Sensitive detection of miR-9 in human serum: An electrochemical approach utilizing robust gold nanostructures for early diagnosis of lung cancer

Abstract

The complexity of procedures, concentration dependency, and time consumption associated with traditional microRNA analysis platforms render them unsuitable for point-of-care (POC) diagnostics. In order to address the challenges posed by reduced electro activity resulting from the use of surfactants or stabilizers in the fabrication of nanostructures for biosensors, we have developed a customized method for gold nanofabrication. This technique involves the deposition of gold nanostructures (Au-NS) onto FTO electrodes without the use of surfactants or stabilizers, followed by the immobilization of thiolated ssDNA onto the substrate surface. To assess the performance of the resulting biosensor, we hybridized miR-9 with the ssDNA and determined the linear detection range to be from 10 zM to 100 nM. Our approach provides a unique solution to the limitations associated with electrochemical and/or SERS biosensors and demonstrates the potential for improved biosensing applications. The acquired data demonstrate the superior ability of nanostructured biosensors for label-free detection of miR-9 at attomolar limit of detection (LOD = 0.012 aM). The HRSEM data also revealed a unique nanostructure; the AFM topology confirmed an increase in the surface area aspect ratio features; and the GIXRD analysis approved the fabricated AuNSs on FTO electrodes. Furthermore, electrochemical analysis of AuNS’ platforms showed considerable electroactivity compared to bare FTO. In addition to its previously demonstrated performance, our biosensor exhibited outstanding selectivity in the detection of miR-486. The use of AuNSs in our biosensor fabrication results in excellent selectivity, high electroactivity, and ease of fabrication, rendering it an ideal option for both biosensing and cancer screening applications.

Dataset content —
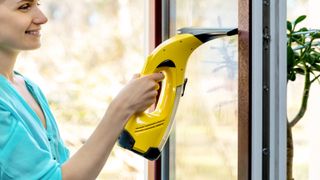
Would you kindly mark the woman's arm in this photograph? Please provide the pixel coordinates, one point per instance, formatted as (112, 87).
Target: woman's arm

Work instructions — In one to three sentences, explain why the abstract's method deposits the gold nanostructures onto FTO electrodes without surfactants or stabilizers. Rely only on the abstract for this.

Your response — Surfactants or stabilizers used in making nanostructures for biosensors reduce electroactivity. The customized gold nanofabrication method leaves them out to avoid that problem.